> **ASSIGNED TASK**
The result should be a word-for-word retyping of the entries below, free of pictures.

> **RECORD EXCERPTS**
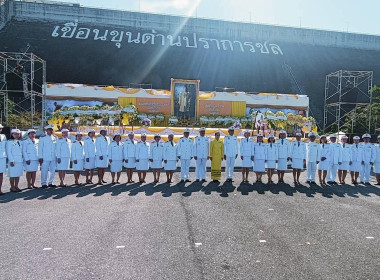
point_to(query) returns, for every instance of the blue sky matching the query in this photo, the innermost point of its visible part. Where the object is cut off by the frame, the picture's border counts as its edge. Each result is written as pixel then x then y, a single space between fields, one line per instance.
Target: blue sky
pixel 340 15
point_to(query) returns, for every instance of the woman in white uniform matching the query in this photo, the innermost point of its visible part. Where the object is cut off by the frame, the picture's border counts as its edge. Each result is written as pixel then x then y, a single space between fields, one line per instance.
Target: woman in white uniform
pixel 170 158
pixel 142 158
pixel 246 154
pixel 77 156
pixel 63 156
pixel 356 160
pixel 115 157
pixel 15 159
pixel 324 162
pixel 259 158
pixel 344 159
pixel 156 157
pixel 30 155
pixel 3 156
pixel 272 157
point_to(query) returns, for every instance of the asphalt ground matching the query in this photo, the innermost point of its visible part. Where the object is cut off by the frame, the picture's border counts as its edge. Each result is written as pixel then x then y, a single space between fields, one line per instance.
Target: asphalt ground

> **ANSWER TO THIS EXERCISE**
point_to(query) returns, for every instance of the blue sky matching the query in this photo, the innermost point of its visible part. Where the object is cut off by the frame, the picture's border counts as its edge. Each result is written as pixel then x then y, a single space between fields, one line per instance.
Target: blue sky
pixel 340 15
point_to(query) returns, for every instance of the woman in white uniform matching the query in this photo, the innermost point of its visible part. Where the object is cut off by the frame, the picture's border counts as its edge. Each result is written as pixel then x then y, a single space between fields, one line per instance.
Target: woman in white uniform
pixel 170 158
pixel 142 158
pixel 246 154
pixel 77 156
pixel 63 156
pixel 356 160
pixel 115 157
pixel 15 159
pixel 324 162
pixel 259 158
pixel 344 159
pixel 156 157
pixel 30 155
pixel 3 156
pixel 272 157
point_to(query) returns, for every instance of the asphalt ground matching the query in this photo, the innermost point of its visible part. Where the object is cut off by the frame, the picture's border counts as its edge. Each result is written as pixel then x then y, a single space between fields, one line per instance.
Target: asphalt ground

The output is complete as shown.